● SHORT TASK:
Print every one of the records below verbatim, with no changes to any line.

● RAW RECORDS:

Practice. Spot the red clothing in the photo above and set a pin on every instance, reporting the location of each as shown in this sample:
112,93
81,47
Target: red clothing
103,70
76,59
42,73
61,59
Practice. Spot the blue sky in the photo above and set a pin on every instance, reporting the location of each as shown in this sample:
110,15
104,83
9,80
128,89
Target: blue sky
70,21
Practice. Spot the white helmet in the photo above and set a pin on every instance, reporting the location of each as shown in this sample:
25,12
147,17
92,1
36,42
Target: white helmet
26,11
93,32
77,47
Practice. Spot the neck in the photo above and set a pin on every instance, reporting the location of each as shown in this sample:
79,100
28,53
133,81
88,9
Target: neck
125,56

● REPLY TO THE TASK:
Practice. Spot the red clothing in the photo above and set a pin on every instance, reporting the location of each as shown in this sample:
112,93
81,47
Target: red clothing
103,70
76,59
42,73
61,59
Practice. Spot the blue sky in the photo above and set a pin on every instance, reporting the location of each as shown in this sample:
110,15
104,83
9,80
128,89
Target: blue sky
70,21
Practice. Spot the white helmet in the photo above and set a pin on every instance, reporting the location of each as shown in this sample:
25,12
147,17
92,1
36,42
Target: white helmet
26,11
93,32
77,47
Practice. Spot the neck in the photo above and set a pin on every instance, reporting the location of each as shown in this sample:
79,100
28,53
133,81
88,9
Target: neck
125,56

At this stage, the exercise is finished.